● **STORED RECORDS**:
—————
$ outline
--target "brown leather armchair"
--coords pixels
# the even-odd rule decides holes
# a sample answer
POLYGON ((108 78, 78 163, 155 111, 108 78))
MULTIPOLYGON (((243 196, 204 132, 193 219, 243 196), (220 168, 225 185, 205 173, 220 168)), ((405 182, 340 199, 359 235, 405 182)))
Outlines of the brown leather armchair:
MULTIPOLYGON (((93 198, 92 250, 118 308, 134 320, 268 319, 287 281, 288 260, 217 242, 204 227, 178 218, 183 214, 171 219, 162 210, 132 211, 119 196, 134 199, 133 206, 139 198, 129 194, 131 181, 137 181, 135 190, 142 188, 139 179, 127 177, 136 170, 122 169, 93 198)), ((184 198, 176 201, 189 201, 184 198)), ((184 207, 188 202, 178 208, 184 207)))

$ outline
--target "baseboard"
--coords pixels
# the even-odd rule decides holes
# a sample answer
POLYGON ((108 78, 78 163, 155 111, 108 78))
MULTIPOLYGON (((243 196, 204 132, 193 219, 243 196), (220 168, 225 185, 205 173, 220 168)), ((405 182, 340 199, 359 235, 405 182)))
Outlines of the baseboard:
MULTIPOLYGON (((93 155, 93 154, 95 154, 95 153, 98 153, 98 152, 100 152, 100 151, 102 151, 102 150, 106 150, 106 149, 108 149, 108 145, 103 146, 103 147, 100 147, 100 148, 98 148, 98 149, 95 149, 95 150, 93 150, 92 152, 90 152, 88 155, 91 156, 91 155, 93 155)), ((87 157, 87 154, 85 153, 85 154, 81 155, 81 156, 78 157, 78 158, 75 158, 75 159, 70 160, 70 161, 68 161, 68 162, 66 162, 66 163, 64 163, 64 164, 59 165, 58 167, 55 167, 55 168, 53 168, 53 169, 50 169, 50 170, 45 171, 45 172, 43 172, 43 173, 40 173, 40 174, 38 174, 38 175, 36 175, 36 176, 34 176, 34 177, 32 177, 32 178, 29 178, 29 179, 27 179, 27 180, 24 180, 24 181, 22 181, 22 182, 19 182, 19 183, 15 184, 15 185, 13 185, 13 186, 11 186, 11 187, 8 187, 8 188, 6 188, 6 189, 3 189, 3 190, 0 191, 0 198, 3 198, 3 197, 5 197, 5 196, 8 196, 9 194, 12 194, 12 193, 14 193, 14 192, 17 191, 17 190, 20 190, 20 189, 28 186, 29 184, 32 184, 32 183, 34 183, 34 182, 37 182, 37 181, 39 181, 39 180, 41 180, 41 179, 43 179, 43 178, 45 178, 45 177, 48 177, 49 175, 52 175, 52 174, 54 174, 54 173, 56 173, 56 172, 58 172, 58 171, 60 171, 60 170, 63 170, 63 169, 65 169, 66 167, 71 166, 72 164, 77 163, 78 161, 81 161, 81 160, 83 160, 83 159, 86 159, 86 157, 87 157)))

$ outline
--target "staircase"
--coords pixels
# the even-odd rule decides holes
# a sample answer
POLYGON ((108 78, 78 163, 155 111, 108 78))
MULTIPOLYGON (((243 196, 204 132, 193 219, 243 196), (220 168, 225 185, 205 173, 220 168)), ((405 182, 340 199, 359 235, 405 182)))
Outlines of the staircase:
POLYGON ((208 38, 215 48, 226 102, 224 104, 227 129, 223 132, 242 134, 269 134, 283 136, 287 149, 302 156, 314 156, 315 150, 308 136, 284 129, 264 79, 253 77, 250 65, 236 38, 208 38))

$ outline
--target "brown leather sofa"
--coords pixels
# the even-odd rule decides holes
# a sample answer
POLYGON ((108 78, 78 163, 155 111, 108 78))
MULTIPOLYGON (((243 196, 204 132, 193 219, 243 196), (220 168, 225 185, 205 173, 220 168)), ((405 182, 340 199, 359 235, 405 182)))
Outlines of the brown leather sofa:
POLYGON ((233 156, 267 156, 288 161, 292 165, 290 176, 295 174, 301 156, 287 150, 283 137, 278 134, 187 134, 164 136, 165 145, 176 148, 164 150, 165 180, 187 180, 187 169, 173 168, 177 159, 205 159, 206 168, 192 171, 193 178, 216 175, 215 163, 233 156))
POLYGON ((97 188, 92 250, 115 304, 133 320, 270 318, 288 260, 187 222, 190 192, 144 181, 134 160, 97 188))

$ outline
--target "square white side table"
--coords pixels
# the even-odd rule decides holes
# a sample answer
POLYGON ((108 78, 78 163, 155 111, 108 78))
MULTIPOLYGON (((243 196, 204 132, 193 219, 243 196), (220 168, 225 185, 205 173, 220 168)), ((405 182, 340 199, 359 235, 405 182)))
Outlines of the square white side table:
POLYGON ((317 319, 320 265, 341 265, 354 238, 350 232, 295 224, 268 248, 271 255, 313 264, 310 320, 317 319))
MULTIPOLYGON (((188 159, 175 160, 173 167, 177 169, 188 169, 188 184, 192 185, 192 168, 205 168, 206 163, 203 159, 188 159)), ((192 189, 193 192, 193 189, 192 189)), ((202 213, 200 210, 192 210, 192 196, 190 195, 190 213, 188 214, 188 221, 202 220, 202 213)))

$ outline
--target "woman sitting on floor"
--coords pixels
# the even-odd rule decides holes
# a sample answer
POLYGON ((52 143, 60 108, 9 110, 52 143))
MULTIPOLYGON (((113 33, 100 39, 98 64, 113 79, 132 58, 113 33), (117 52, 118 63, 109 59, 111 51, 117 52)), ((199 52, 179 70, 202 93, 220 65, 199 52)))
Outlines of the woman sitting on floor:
—————
● **WHAT YOU HAVE TO DO**:
Write out every line of the records exactly.

● **SOLUTION TO THE EXERCISE**:
$ outline
--target "brown leather armchair"
--coords pixels
# the even-odd rule decides holes
# a sample answer
POLYGON ((108 78, 78 163, 155 111, 108 78))
MULTIPOLYGON (((243 196, 204 132, 193 219, 243 196), (220 168, 225 185, 205 173, 220 168)), ((405 182, 340 199, 359 235, 405 182)))
Outlines of the brown leather armchair:
MULTIPOLYGON (((93 198, 92 250, 118 308, 134 320, 268 319, 287 281, 288 260, 217 242, 204 227, 178 218, 183 214, 171 219, 162 210, 132 211, 119 196, 134 199, 133 206, 139 198, 129 194, 131 181, 137 181, 135 190, 142 188, 139 179, 127 177, 136 170, 122 169, 93 198)), ((184 198, 176 201, 189 201, 184 198)), ((184 207, 188 202, 178 208, 184 207)))

$ outline
--target "baseboard"
--coords pixels
# the even-odd rule decides holes
# a sample answer
POLYGON ((108 78, 78 163, 155 111, 108 78))
MULTIPOLYGON (((243 196, 204 132, 193 219, 243 196), (220 168, 225 185, 205 173, 220 168)), ((405 182, 340 199, 359 235, 405 182)))
Outlines of the baseboard:
MULTIPOLYGON (((93 155, 93 154, 95 154, 95 153, 98 153, 98 152, 100 152, 100 151, 102 151, 102 150, 106 150, 106 149, 108 149, 108 145, 103 146, 103 147, 100 147, 100 148, 98 148, 98 149, 95 149, 95 150, 93 150, 92 152, 90 152, 88 155, 91 156, 91 155, 93 155)), ((87 157, 87 154, 85 153, 85 154, 81 155, 81 156, 78 157, 78 158, 75 158, 75 159, 70 160, 70 161, 68 161, 68 162, 66 162, 66 163, 64 163, 64 164, 59 165, 58 167, 55 167, 55 168, 53 168, 53 169, 50 169, 50 170, 45 171, 45 172, 43 172, 43 173, 40 173, 40 174, 38 174, 38 175, 36 175, 36 176, 34 176, 34 177, 32 177, 32 178, 29 178, 29 179, 27 179, 27 180, 24 180, 24 181, 22 181, 22 182, 19 182, 19 183, 15 184, 15 185, 13 185, 13 186, 11 186, 11 187, 8 187, 8 188, 6 188, 6 189, 3 189, 3 190, 0 191, 0 198, 3 198, 3 197, 5 197, 5 196, 8 196, 9 194, 12 194, 12 193, 14 193, 14 192, 17 191, 17 190, 20 190, 20 189, 28 186, 29 184, 32 184, 32 183, 34 183, 34 182, 37 182, 37 181, 39 181, 39 180, 41 180, 41 179, 43 179, 43 178, 45 178, 45 177, 48 177, 49 175, 52 175, 52 174, 54 174, 54 173, 56 173, 56 172, 58 172, 58 171, 60 171, 60 170, 63 170, 63 169, 65 169, 66 167, 71 166, 72 164, 77 163, 78 161, 81 161, 81 160, 83 160, 83 159, 86 159, 86 157, 87 157)))

$ outline
--target "staircase"
--coords pixels
# the even-odd rule decides holes
# a sample answer
POLYGON ((108 78, 78 163, 155 111, 108 78))
MULTIPOLYGON (((243 196, 204 132, 193 219, 243 196), (220 168, 225 185, 205 173, 220 168)), ((405 182, 340 199, 359 235, 405 182)))
Outlines of the staircase:
POLYGON ((208 38, 215 48, 226 102, 224 104, 227 129, 223 132, 242 134, 269 134, 283 136, 287 149, 302 156, 314 156, 315 150, 308 136, 284 129, 264 79, 253 77, 250 65, 236 38, 208 38))

$ outline
--target "brown leather sofa"
--coords pixels
# the even-odd rule decides holes
# a sample answer
POLYGON ((108 78, 78 163, 155 111, 108 78))
MULTIPOLYGON (((243 196, 204 132, 193 219, 243 196), (220 168, 225 185, 205 173, 220 168)), ((405 182, 340 199, 359 235, 405 182)))
Outlines of the brown leather sofa:
POLYGON ((233 156, 267 156, 288 161, 292 165, 290 176, 295 174, 301 156, 287 150, 283 137, 278 134, 187 134, 164 136, 165 145, 176 148, 164 150, 165 180, 187 180, 187 169, 173 168, 177 159, 205 159, 206 168, 192 171, 193 178, 216 175, 215 163, 233 156))
POLYGON ((97 188, 92 250, 115 304, 133 320, 270 318, 288 260, 187 222, 190 192, 144 181, 134 160, 97 188))

$ outline
--target "square white side table"
--coords pixels
# the even-odd rule decides holes
# a sample answer
POLYGON ((108 78, 78 163, 155 111, 108 78))
MULTIPOLYGON (((243 196, 204 132, 193 219, 243 196), (220 168, 225 185, 205 173, 220 168)), ((405 182, 340 199, 359 235, 405 182)))
Outlines of the square white side table:
POLYGON ((317 319, 320 265, 341 265, 354 238, 350 232, 295 224, 268 248, 271 255, 313 264, 310 320, 317 319))
MULTIPOLYGON (((188 159, 175 160, 173 167, 177 169, 188 169, 188 184, 192 185, 192 168, 205 168, 206 163, 203 159, 188 159)), ((192 189, 193 192, 193 189, 192 189)), ((202 213, 200 210, 192 210, 192 196, 190 195, 190 213, 188 214, 188 221, 202 220, 202 213)))

$ outline
--target "woman sitting on floor"
--coords pixels
# the even-odd rule decides holes
# a sample answer
POLYGON ((52 143, 60 108, 9 110, 52 143))
MULTIPOLYGON (((113 33, 100 39, 98 64, 113 79, 132 58, 113 33), (117 52, 118 63, 109 59, 111 51, 117 52)), ((199 52, 179 70, 202 93, 220 65, 199 52)))
Outlines of the woman sitting on floor:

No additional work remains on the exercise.